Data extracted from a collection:
## start
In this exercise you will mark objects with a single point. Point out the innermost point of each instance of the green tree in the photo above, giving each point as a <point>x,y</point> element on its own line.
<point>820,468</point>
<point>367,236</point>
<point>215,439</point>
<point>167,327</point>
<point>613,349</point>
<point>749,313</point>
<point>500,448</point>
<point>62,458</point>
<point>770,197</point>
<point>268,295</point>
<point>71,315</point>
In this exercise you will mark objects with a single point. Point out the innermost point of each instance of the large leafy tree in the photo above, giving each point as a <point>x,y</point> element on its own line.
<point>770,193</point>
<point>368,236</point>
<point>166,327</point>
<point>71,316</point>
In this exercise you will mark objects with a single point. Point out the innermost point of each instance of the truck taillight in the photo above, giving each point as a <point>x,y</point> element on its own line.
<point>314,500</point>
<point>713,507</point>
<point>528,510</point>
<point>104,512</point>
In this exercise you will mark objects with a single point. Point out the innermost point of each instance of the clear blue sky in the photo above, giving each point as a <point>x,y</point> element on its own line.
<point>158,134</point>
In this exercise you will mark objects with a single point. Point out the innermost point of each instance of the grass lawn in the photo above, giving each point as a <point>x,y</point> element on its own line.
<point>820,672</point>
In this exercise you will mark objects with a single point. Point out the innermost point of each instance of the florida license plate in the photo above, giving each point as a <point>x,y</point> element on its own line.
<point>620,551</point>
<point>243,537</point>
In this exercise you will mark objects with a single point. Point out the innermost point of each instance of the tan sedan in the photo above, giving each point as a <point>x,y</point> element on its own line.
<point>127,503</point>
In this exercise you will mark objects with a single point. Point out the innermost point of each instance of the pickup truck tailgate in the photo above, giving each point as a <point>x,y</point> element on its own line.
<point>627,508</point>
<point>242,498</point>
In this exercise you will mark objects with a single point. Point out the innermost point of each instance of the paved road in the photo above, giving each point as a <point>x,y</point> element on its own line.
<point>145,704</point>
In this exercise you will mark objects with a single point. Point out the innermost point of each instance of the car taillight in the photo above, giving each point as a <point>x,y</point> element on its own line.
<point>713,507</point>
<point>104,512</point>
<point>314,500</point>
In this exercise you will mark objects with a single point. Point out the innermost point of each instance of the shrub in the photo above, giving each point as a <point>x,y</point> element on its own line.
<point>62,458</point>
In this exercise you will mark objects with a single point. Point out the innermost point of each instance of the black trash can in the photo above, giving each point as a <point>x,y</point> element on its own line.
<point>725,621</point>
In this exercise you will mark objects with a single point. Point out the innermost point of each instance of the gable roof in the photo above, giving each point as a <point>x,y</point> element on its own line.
## end
Could you convert all of the data above into a JSON list of strings, with one string per line and blank lines left out?

[
  "In this exercise you will mark objects with a single point. Point out the innermost point of each instance of the green tree in the photo above, giving each point as a <point>x,y</point> element on its own line.",
  "<point>820,468</point>",
  "<point>367,236</point>",
  "<point>215,439</point>",
  "<point>167,327</point>",
  "<point>613,349</point>",
  "<point>749,313</point>",
  "<point>500,448</point>",
  "<point>62,458</point>",
  "<point>770,197</point>",
  "<point>268,295</point>",
  "<point>71,315</point>",
  "In this exercise you will mark objects with a single point. Point out the innermost point of each instance of the large leafy tree in the photo above, giving each point as a <point>x,y</point> element on its own line.",
  "<point>770,193</point>",
  "<point>368,236</point>",
  "<point>166,327</point>",
  "<point>71,316</point>",
  "In this exercise you will mark objects with a single point. Point out the innermost point of each instance of the truck taillight in the photo above, giving each point as a <point>x,y</point> element on its own line.",
  "<point>314,500</point>",
  "<point>713,507</point>",
  "<point>528,510</point>",
  "<point>104,512</point>",
  "In this exercise you will mark objects with a single point. Point out the innermost point of each instance of the clear blue sky in the photo above, giving each point as a <point>x,y</point> element on its own line.",
  "<point>158,134</point>",
  "In this exercise you will mark objects with a single point. Point out the innermost point of each instance of the grass lawn in the photo above, giving each point as a <point>x,y</point> element on its own line.",
  "<point>820,672</point>",
  "In this exercise you will mark objects with a single point. Point out the innermost point of each instance of the florida license plate in the photo above, giving each point as a <point>x,y</point> element on its own line.",
  "<point>620,551</point>",
  "<point>243,537</point>",
  "In this exercise you will mark objects with a single point. Point out the innermost point of each instance of the tan sedan in the photo above, giving each point as a <point>x,y</point> element on its own line.",
  "<point>127,503</point>",
  "In this exercise you will mark objects with a single point. Point out the innermost point of each instance of the pickup truck tailgate in the photo above, giving each point as a <point>x,y</point> element on its own line.",
  "<point>627,508</point>",
  "<point>242,498</point>",
  "In this exercise you will mark objects with a single point. Point out the innermost point of each instance of the paved road in the photo above, giving each point as a <point>x,y</point> element on its own line.",
  "<point>145,704</point>",
  "In this exercise you will mark objects with a single point. Point out the innermost point of each instance of the car taillight in the photo above, giving each point as a <point>x,y</point> element on its own line.",
  "<point>713,507</point>",
  "<point>104,512</point>",
  "<point>314,500</point>",
  "In this exercise you will mark objects with a single point. Point out the innermost point of each instance of the shrub in the photo above, giving each point as a <point>x,y</point> element on its own line.",
  "<point>62,458</point>",
  "In this exercise you will mark objects with a single point. Point out the innermost point of each instance of the black trash can in the photo above, giving each point as a <point>x,y</point> element on its own line.",
  "<point>725,621</point>",
  "In this exercise you will mark objects with a single point. Point out the innermost point of each instance of the gable roof in the photo above, giving each point as a <point>x,y</point> element on its own line."
]